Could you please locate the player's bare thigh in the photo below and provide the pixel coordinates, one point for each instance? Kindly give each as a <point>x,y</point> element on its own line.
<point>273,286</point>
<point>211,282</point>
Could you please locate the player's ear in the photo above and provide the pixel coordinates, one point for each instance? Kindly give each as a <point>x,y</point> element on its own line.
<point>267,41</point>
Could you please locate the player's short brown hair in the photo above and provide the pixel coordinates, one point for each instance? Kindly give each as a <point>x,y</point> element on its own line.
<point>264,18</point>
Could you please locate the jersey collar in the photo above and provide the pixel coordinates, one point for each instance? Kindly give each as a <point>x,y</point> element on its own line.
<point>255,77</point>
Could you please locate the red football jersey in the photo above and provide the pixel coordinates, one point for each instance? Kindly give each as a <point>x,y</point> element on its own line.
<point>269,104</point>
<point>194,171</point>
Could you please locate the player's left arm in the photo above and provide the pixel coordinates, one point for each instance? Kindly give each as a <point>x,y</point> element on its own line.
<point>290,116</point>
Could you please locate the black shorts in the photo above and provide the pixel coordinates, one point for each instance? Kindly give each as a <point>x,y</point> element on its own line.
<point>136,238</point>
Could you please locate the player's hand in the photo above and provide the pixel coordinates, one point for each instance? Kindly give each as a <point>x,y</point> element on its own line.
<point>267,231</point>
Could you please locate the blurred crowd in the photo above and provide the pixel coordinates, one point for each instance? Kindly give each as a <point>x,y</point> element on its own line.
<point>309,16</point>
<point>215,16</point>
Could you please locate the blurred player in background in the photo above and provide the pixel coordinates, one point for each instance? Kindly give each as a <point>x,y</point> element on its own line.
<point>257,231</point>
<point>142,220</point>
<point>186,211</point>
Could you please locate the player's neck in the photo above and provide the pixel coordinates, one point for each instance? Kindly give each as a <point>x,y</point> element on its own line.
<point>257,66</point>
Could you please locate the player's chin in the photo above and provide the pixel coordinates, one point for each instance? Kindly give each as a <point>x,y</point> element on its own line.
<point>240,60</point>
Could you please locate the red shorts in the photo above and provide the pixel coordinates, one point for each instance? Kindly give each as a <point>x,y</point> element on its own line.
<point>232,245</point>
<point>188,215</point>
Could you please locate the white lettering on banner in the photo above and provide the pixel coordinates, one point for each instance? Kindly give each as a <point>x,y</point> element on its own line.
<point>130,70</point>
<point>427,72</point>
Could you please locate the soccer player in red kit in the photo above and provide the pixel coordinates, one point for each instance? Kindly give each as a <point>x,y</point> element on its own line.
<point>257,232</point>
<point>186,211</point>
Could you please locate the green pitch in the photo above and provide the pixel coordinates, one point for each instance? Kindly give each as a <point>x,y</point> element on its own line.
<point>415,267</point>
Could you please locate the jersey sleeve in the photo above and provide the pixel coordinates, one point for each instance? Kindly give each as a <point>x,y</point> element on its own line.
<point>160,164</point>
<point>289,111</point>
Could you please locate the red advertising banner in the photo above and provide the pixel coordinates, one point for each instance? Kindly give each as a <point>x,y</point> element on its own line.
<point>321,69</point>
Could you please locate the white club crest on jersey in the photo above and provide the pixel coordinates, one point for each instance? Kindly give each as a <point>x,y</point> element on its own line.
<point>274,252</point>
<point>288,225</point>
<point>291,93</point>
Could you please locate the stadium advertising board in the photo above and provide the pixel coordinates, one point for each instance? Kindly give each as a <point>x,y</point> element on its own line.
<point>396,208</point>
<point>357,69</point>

Task description | Retype the full listing above line for line, keeping every character unchanged.

Worked solution |
Could you please locate the player's bare thigh in the photo below and provide the pixel coordinates, one point for each instance? Kindly give each as a <point>x,y</point> element on its own line.
<point>273,286</point>
<point>211,282</point>
Could you please locate the player's ear in the photo above and provide the pixel coordinates, one point for each instance? Kindly give each as a <point>x,y</point> element on its own line.
<point>267,41</point>
Could you please locate the player's short brown hair in the photo above and provide the pixel coordinates, one point for each instance? Kindly give each as a <point>x,y</point> element on its own line.
<point>264,18</point>
Could you please locate the jersey collar in the photo above and provide the pixel coordinates, one point for each instance? Kindly give each as a <point>x,y</point> element on its own line.
<point>255,77</point>
Could you please locate the red football jersey in the photo above and provide the pixel coordinates, one point for each instance? Kindly give each as a <point>x,y</point> element on its own line.
<point>269,104</point>
<point>194,171</point>
Could you please locate the player's left arm in the photo above and provide the pixel coordinates, one point for each instance? Kindly give each as a <point>x,y</point> element on its own line.
<point>290,116</point>
Could you please locate the black shorts in the photo above and provide the pixel coordinates, one point for each instance? Kindly give each as a <point>x,y</point> element on its own line.
<point>136,238</point>
Could you please locate the player's hand in the photo above and provide the pixel coordinates, one point for each instance? Kindly give each as a <point>x,y</point> element on its own line.
<point>267,231</point>
Could you please locate the blurred crowd in the photo above and provide the pixel coordinates, one point for each instance? Kindly give each as a <point>x,y</point> element on its own line.
<point>309,16</point>
<point>215,16</point>
Could you please locate the blurred player in background in the photo above and provide the pixel coordinates, one point for each instance? Kindly give each as a <point>x,y</point> element on its own line.
<point>257,231</point>
<point>142,220</point>
<point>186,211</point>
Could you please locate the player's neck in the photo above and provide the pixel coordinates, one point for each instance? Kindly give each as a <point>x,y</point> element on its own line.
<point>257,66</point>
Could you please locate the player's chin in the photo above and provide the pixel coordinates, one point for each instance? Kindly give each as a <point>x,y</point> element on its own line.
<point>240,60</point>
Could you please locate the red shorts in the photo above and provide the pixel coordinates, one point for each instance? Kindly give each as a <point>x,y</point> element on its own line.
<point>232,245</point>
<point>188,215</point>
Could you please locate the white lettering on banner in the photo above and provide the pixel coordinates, one point for each instance? Kindly give each as a <point>x,y</point> element on its own line.
<point>130,70</point>
<point>427,72</point>
Could you please locate the soccer player in red kit in the photo above and provide the pixel coordinates, one point for each instance? Kindly give each as a <point>x,y</point> element on its own line.
<point>257,232</point>
<point>186,211</point>
Could you please locate the green pitch in the photo above and provide the pixel coordinates, one point for each instance? Kindly give each as a <point>x,y</point> element on its own line.
<point>415,267</point>
Could you please locate the jersey sleeve in the photo above and provide the pixel coordinates, one point for each instance? Kindly give each as a <point>x,y</point> element on its own line.
<point>160,164</point>
<point>289,111</point>
Could you please locate the red advertising banner in the photo above and provide the pixel coordinates, one point for each instance? Kindly give each as a <point>x,y</point> element on its own line.
<point>321,69</point>
Could you please locate the white club crest on jersey in the photo above and provide the pixel coordinates, one point for each instance? Kindly give each as a <point>x,y</point> element on its own line.
<point>274,252</point>
<point>288,225</point>
<point>291,93</point>
Could you please locate the stadium advertising board in the photo above and provide the pixel coordinates, one point for each instance? Kindly give each as a <point>x,y</point> element on its own line.
<point>396,208</point>
<point>357,69</point>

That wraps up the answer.